The buffer tank is based around the principle of having high damage resistance and as many hit points as possible, thus increasing the Effective HitPoints (EHP) of the ship. The concept behind this is simple, add enough EHP to your ship to outlast your opponent through the use of active and/or passive resistance modules, which complement the HP increasing modules that add raw hit points.

This type of fitting uses a minimal amount of capacitor to run hardeners making it easily sustainable, but can be made fully passive by using only passive resistance modules instead. The primary drawback to Buffer Tanking is that you have no way to repair yourself, so when you run out of hit points you are toast.

Most common in fleet PvP, but also group PvE with logistic support (like incursions, wormhole anomalies / signatures and a few others). In PvP, a fleet will overwhelm an active tank in fairly short order, whereas a buffer tank will give you more survival time. Although, some ships with faction gear and active tank bonuses can field some extremely resistant active tanks that can take on more than you might think.

The effective hitpoints are product of raw HP and resist. In general if you are expecting to have Logistical support (friends to rep your armor) then you want to buffer tank more towards resistance, because the higher your resistances the more effective logistic reps are. While if you don't expect logistical support, you only care about the Effective Hit Points, so whatever combination gives you more effective hit points is the best option.

## Active tanking

Active tanking is most commonly used for solo activities such as mission/complex running, ratting, and solo PvP. Active tanking differs from buffer tanking in that it uses armor repair or shield booster modules to actively repair damage done to the ship. You should be careful to include enough resistance and buffer to keep your repair modules from being overwhelmed by incoming damage; frequently this means packing resistance modules (either passive or active) that compensate for the specific types of damage you expect to be receiving.

This type of fitting takes a lot of capacitor to sustain your cap-hungry repair modules so it should ideally include modules such as cap rechargers, capacitor batteries or capcitor rigs to balance out and maintain capacitor stability.

Active Tanking uses energy from the ship's capacitor to run a local repair module. Active tanks are stronger against higher bursts of damage but tend to drain the pilot's capacitor over time resulting in the tank 'breaking' during long engagements and are vulnerable to Capacitor Warfare that drains the ships capacitor dry.

- **DATASET CONTENT**:
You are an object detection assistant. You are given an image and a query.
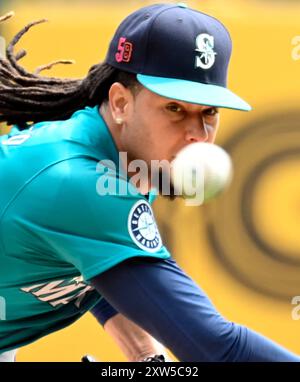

- **WHAT YOU NEED TO DO**:
- A) In the text on ship tanking, what is the primary drawback of buffer tanking?
- B) Rewrite the paragraph of the ship tanking text that begins "Active tanking is most commonly used" as a short bulleted list that keeps its main facts.
- C) List every module type that the ship tanking text names for balancing out and maintaining capacitor stability in an active tank fit.
The listing is not needed here.

- **SOLUTIONS TO EACH TASK**:
- A) There is no way to repair yourself, so once your hit points run out, you are finished.

- B)
- Mainly used for solo activities: mission/complex running, ratting, and solo PvP.
- Unlike buffer tanking, it uses armor repair or shield booster modules to actively repair damage.
- The fit needs enough resistance and buffer so the repair modules are not overwhelmed by incoming damage.
- This often means fitting passive or active resistance modules for the specific damage types expected.

- C)
- Cap rechargers
- Capacitor batteries
- Capacitor rigs